• [Prompt]: Can you copy everything from the start of the data below down to the line containing "positive clicks: (763, 590)", including that line, character for character?

• [Material to process]:
══════════

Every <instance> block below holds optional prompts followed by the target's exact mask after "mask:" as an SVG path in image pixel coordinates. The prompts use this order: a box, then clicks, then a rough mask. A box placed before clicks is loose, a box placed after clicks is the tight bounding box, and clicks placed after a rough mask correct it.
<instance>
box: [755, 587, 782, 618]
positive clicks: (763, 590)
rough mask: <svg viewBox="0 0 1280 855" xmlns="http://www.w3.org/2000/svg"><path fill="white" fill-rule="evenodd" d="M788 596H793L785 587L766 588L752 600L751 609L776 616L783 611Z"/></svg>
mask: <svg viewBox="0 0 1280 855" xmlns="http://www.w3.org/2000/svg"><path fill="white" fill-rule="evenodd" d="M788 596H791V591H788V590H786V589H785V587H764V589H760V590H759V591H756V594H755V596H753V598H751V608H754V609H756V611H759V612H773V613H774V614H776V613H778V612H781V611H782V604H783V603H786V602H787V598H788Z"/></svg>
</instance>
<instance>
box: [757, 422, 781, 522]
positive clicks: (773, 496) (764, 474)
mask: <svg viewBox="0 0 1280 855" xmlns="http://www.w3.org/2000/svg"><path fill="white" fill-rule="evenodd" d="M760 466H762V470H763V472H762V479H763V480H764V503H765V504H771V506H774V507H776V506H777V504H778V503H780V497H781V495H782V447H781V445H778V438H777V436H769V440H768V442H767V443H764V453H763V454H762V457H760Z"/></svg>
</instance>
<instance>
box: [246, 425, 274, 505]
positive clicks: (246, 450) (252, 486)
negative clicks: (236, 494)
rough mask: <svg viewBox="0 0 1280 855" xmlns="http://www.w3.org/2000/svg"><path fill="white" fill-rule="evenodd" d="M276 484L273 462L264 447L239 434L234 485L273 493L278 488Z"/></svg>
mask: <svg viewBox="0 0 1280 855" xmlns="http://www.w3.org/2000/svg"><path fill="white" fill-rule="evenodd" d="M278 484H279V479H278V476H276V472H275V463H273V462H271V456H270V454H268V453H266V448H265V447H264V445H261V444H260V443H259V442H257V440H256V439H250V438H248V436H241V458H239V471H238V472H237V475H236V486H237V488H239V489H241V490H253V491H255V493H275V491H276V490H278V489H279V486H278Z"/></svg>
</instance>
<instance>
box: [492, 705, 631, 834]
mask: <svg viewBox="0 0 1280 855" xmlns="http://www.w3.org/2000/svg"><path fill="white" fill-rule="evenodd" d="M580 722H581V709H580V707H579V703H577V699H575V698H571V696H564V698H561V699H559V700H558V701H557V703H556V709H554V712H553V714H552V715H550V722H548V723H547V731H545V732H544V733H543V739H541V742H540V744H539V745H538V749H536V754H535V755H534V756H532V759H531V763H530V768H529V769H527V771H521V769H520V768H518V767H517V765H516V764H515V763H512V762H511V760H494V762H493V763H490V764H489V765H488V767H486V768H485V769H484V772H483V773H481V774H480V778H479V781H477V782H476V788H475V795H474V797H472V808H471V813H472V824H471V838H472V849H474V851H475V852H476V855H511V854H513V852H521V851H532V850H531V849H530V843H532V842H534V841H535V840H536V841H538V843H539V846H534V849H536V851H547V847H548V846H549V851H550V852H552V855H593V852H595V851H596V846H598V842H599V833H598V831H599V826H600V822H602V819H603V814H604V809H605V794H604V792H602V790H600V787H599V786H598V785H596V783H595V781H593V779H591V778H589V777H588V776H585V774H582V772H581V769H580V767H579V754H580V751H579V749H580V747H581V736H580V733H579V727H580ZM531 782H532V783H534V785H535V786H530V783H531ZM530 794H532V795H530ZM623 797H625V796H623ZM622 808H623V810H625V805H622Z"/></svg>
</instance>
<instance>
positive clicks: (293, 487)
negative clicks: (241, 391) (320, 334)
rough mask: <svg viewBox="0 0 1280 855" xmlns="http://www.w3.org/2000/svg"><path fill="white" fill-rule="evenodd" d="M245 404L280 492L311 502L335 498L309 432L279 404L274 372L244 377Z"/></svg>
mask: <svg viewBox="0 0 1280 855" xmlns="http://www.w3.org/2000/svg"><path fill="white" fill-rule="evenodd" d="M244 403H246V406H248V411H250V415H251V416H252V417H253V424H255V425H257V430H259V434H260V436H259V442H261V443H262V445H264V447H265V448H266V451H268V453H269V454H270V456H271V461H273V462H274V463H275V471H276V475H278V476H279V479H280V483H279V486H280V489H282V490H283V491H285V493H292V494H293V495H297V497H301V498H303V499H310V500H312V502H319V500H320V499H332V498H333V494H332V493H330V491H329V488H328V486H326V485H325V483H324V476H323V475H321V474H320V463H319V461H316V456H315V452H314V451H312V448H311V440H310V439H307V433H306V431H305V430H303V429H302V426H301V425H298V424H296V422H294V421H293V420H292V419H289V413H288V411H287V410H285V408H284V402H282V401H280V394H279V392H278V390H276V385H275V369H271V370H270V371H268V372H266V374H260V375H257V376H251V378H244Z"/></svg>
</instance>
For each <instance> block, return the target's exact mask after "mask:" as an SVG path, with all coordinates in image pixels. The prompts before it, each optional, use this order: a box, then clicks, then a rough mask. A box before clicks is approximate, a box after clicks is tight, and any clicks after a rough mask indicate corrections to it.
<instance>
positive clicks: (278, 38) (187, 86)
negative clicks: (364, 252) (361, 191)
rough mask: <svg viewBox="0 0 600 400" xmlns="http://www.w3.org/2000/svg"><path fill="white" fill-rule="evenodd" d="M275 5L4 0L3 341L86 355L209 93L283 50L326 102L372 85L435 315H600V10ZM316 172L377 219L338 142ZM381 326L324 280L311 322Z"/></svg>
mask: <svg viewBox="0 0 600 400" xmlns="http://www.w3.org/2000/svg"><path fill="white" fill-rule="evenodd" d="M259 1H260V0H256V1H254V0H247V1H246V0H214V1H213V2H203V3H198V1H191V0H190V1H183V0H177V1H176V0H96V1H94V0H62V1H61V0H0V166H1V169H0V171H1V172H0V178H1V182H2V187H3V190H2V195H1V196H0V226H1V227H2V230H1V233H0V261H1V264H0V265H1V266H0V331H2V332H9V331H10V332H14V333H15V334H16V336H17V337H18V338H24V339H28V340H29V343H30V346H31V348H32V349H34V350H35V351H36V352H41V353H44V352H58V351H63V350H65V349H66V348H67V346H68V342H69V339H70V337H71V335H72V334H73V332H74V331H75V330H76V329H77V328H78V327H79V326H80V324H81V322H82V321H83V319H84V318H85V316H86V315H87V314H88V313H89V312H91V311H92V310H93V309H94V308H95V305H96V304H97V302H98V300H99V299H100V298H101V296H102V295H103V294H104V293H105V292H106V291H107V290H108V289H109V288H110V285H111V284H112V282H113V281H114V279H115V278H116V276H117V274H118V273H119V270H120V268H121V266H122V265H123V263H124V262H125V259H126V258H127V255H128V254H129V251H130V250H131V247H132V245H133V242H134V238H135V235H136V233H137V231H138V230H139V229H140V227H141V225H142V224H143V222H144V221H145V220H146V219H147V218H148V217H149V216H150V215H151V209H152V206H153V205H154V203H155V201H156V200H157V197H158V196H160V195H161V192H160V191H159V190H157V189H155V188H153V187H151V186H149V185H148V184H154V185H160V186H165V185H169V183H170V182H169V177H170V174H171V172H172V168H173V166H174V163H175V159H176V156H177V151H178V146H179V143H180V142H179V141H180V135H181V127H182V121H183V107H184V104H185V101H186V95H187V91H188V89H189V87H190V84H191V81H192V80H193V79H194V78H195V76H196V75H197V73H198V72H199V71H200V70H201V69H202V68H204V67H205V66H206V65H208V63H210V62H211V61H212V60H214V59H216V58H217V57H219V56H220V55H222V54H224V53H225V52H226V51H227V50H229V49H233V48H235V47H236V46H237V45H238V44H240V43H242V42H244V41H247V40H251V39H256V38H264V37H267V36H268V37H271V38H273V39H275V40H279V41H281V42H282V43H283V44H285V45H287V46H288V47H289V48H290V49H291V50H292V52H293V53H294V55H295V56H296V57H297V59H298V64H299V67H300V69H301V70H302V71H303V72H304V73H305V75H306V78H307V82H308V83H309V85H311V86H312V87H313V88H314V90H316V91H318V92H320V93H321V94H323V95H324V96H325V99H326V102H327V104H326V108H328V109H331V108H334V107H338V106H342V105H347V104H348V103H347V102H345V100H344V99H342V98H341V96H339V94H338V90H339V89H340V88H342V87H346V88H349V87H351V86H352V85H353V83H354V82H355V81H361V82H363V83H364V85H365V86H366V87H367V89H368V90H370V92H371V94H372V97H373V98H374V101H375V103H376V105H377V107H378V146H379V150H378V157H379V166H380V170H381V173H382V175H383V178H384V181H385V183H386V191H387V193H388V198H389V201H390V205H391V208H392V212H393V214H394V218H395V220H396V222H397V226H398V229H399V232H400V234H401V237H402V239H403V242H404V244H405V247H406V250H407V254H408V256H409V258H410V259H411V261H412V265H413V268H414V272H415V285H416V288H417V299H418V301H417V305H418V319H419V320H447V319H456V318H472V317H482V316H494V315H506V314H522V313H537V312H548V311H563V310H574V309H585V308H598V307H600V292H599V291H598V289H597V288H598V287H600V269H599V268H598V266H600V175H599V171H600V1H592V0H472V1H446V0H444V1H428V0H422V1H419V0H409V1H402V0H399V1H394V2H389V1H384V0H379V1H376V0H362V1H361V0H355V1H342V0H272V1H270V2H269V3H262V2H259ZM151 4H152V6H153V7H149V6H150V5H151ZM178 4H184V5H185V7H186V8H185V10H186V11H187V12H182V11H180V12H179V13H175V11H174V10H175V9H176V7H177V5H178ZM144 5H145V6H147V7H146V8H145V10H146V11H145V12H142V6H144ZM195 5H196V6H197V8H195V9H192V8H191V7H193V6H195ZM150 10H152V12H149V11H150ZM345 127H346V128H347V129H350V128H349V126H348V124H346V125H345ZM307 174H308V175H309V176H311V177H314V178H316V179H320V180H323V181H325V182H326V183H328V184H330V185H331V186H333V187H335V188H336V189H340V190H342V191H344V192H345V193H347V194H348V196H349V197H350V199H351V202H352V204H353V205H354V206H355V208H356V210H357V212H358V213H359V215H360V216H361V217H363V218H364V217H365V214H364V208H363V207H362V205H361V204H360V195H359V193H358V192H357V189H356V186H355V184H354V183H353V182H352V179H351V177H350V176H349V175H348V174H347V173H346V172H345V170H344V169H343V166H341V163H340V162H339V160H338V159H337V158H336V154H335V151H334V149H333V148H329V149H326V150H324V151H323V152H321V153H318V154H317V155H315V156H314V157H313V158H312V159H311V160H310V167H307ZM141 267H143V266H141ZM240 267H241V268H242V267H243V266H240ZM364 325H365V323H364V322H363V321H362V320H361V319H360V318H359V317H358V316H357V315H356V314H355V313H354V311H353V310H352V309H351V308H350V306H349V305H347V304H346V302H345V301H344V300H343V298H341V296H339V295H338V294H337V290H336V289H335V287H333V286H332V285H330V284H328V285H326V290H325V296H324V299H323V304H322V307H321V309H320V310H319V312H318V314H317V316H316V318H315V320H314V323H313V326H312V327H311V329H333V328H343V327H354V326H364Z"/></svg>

══════════

• [Response below]:
Every <instance> block below holds optional prompts followed by the target's exact mask after "mask:" as an SVG path in image pixel coordinates. The prompts use this order: a box, then clicks, then a rough mask. A box placed before clicks is loose, a box placed after clicks is the tight bounding box, and clicks placed after a rough mask correct it.
<instance>
box: [755, 587, 782, 618]
positive clicks: (763, 590)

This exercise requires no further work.